● EXERCISE SET
1. In the passage on the restitution order, rewrite the stretch from "Generally speaking, a" through "on review. Id.", swapping "fundamental error" for "plain error".
2. Translate this sentence from the passage on the restitution order into Spanish: "A failure to preserve an issue for appeal usually results in a waiver."

━━━━━ TEXT EXCERPT ━━━━━

Defendant also challenges the trial court’s restitution order. The trial court ordered Defendant to pay restitution to the hospital that treated Mele instead of directly to Mele.

Defendant did not object to the restitution component of the sentencing order at the time the trial court issued the order. In fact, the transcript reveals that Defendant argued that he was willing to pay restitution to the victim, and argued to have part of his sentence served on work release in order to make restitution payments at the end of his sentence. The State, therefore, argues that Defendant has waived this argument for appeal, and in fact, invited the error.

Generally speaking, a restitution order is within the trial court’s discretion, and we review that portion of a defendant’s sentence for an abuse of that discretion. Johnson v. State, 845 N.E.2d 147, 153 (Ind.Ct.App.2006). A failure to preserve an issue for appeal usually results in a waiver. Id. However, a court on appeal may remedy an unpreserved error *350when it determines the trial court committed fundamental error. Id. An improper sentence constitutes fundamental error and cannot be ignored on review. Id.

Ind.Code § 35-50-5-3(a) provides in relevant part as follows:

[I]n addition to any sentence imposed under this article for a felony or misdemeanor, the court may, as a condition of probation or without placing the person on probation, order the person to make restitution to the victim of the crime, the victim’s estate, or the family of a victim who is deceased. The court shall base its restitution order upon a consideration of: medical and hospital costs incurred by the victim (before the date of sentencing) as a result of the crime.

The trial court ordered that restitution be made to “St. Margaret’s [Hospital] for the account of Mr. George Mele.” Tr. at 26. Defendant argues that this was improper because the statute requires that restitution be paid to the victim, victim’s estate, or the family of a deceased victim. For purposes of this statute, “victim” is not defined. However, cases have held that “victim” can mean anyone or any entity who has suffered injury, harm, or loss as a direct and immediate result of the defendant’s acts. See e.g., Davis v. State, 772 N.E.2d 535, 540 (Ind.Ct.App.2002). Medical insurers, insurance companies, and the State, have been found to fall under the category of “victim” for purposes of this statute. See Little v. State, 839 N.E.2d 807, 810 (Ind.Ct.App.2005)(medical insurer); Henderson v. State, 848 N.E.2d 341, 346 (Ind.Ct.App.2006)(insurance company); Ault v. State, 705 N.E.2d 1078, 1082 (Ind.Ct.App.1999)(the State).

━━━━━ MATERIAL SUPPLIED ━━━━━

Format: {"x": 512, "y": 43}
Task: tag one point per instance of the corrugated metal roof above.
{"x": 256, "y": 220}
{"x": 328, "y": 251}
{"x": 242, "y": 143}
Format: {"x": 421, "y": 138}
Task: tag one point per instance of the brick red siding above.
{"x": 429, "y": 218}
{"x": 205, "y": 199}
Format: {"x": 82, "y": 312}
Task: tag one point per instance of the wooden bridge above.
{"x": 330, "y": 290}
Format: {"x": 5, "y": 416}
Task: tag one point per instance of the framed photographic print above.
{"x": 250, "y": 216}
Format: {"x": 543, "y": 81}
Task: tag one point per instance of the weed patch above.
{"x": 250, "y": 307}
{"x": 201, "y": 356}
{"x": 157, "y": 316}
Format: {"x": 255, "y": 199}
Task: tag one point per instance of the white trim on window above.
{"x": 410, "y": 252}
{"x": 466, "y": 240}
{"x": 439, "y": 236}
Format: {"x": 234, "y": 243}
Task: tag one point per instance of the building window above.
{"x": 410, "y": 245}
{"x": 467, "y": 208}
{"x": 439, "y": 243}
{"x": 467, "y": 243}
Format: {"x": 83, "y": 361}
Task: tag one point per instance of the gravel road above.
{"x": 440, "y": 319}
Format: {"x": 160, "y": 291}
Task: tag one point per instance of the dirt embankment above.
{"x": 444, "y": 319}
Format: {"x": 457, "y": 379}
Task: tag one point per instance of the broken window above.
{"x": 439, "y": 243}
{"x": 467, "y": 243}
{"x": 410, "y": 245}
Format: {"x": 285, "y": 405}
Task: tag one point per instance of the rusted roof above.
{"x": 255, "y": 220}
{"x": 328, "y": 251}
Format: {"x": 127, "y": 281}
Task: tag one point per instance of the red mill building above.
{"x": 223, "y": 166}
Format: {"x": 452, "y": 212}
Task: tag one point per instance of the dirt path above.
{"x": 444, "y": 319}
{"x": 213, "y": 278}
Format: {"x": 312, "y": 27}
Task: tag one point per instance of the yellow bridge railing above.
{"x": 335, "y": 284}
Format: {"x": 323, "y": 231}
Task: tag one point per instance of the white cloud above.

━━━━━

● TASK-BY-TASK SOLUTIONS
1.
Generally speaking, a restitution order is within the trial court’s discretion, and we review that portion of a defendant’s sentence for an abuse of that discretion. Johnson v. State, 845 N.E.2d 147, 153 (Ind.Ct.App.2006). A failure to preserve an issue for appeal usually results in a waiver. Id. However, a court on appeal may remedy an unpreserved error *350when it determines the trial court committed plain error. Id. An improper sentence constitutes plain error and cannot be ignored on review. Id.

2. No preservar una cuestión para la apelación suele dar lugar a una renuncia.